> Short problem 1
Please quote from the sermon excerpt on life in John's Gospel the part that opens with the words containing "And here in" and closes with "never runs out.", word for word.
> Short problem 2
Extend the sermon excerpt on life in John's Gospel with a few sentences that pick up after its final line.

The life you were made for, the life your parents wished for you when you were born, the life you really want to have.

John uses this word zōē thirty-six times in his Gospel. It’s one of his major themes. Later Jesus will say, “I am the bread of life.” “I am the resurrection and the life.” “I came that they may have life, and have it abundantly.”

And here in this reading on Christmas Eve, John tells us where this life is located: “In him was life.” He is the embodiment of life.

It is a statement about location, not achievement. Life exists in Jesus, and you can receive it by being connected to him—by orienting your time and attention and heart and soul and strength toward him.

Think of it this way. You can power your house with batteries or a generator, but it constantly needs to be recharged. Or you power your house through the grid, and it’s a limitless supply and it never runs out.

Jesus isn’t like the generator that needs to be constantly recharged. He’s like a power plant. He is the source. Life flows from him.

And when you’re connected to the source, when you’re oriented toward him as a friend, when you are following his teaching and living his ways, life happens as a gift.

Not because you’re trying to produce it, but because you’re receiving it from where it actually exists.

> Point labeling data
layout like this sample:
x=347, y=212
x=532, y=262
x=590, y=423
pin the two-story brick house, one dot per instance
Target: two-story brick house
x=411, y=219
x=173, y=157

> Final answer 1
And here in this reading on Christmas Eve, John tells us where this life is located: “In him was life.” He is the embodiment of life.

It is a statement about location, not achievement. Life exists in Jesus, and you can receive it by being connected to him—by orienting your time and attention and heart and soul and strength toward him.

Think of it this way. You can power your house with batteries or a generator, but it constantly needs to be recharged. Or you power your house through the grid, and it’s a limitless supply and it never runs out.

> Final answer 2
I reflected this week on where I felt most alive this year. If you have some quiet moments in the days ahead, as you prepare to start a new year, you might want to do this for yourself.

When I felt most alive it was consistently in times when my anxiety about life was quieted and I was focused on the present moment.

Playing with my kids, on a date with my wife, having a Zoom call with my friend, working with my colleagues, laughing together at a church retreat, taking food to a family who needed a meal, pressing the donate button for an organization that was making life better for other people.

I wasn’t trying to create a memory to prove I was living a good life. I was just there. Present to the gifts of God, to the needs of others, to the mercy and way of Jesus. That’s when life in him became life in me.

Life is in him. And it comes to us when we walk his way. And it’s not about accumulation. It’s about presence. Connection. Love. Being fully here, fully now, fully with God and with others.

This is the good news of Christmas: you don’t have to go somewhere else to find life. The Word who became flesh and pitched his tent with us. Grace and truth is in his face, and life is in his way.

You don’t have to wait until things get better to have life. You don’t have to accumulate more to have a life. You don’t have to prove yourself worthy to be rewarded with a life. Life is here.

The Word became flesh that we might have life and have it to the full.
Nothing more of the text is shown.